'''
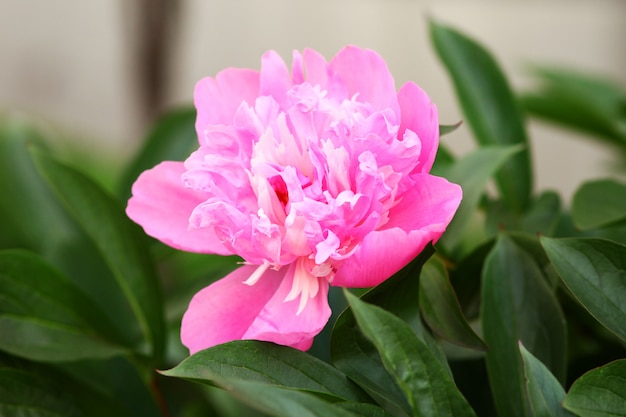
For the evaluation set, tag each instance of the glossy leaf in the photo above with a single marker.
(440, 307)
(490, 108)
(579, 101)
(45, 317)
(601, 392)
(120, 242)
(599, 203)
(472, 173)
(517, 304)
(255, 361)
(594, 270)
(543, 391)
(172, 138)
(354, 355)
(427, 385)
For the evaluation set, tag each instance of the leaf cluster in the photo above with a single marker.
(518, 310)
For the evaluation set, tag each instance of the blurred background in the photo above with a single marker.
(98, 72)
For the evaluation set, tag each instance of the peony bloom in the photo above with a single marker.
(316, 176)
'''
'''
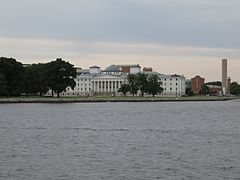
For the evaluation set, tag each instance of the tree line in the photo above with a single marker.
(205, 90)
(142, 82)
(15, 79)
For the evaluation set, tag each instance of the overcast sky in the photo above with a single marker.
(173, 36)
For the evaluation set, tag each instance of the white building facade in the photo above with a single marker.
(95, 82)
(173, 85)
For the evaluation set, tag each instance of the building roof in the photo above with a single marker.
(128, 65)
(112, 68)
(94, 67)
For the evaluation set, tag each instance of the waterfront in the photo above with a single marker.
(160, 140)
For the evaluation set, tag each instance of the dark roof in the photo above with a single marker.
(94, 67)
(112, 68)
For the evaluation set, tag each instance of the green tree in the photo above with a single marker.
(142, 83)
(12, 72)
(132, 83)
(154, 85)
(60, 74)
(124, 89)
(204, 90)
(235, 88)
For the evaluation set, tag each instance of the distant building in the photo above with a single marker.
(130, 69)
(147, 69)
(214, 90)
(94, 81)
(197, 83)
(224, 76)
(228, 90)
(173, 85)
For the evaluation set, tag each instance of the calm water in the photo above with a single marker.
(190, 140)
'''
'''
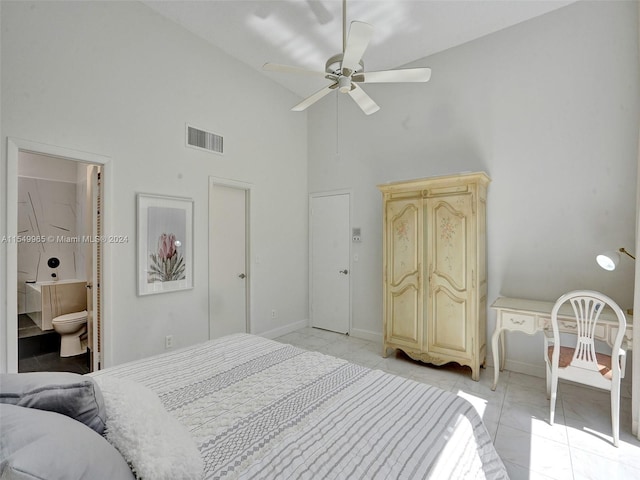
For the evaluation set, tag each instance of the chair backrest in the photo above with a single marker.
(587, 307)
'''
Objectif:
Relevez dans les items ci-dessus chaque ligne qui contient le mot « leaf » et recopiez-la intégralement.

Résultat obtenu:
For the evaluation set, tag each instance of the glossy leaf in the photo above with a single marker.
For the evaluation set, tag each instance of the leaf cluster in the photo above with a single marker.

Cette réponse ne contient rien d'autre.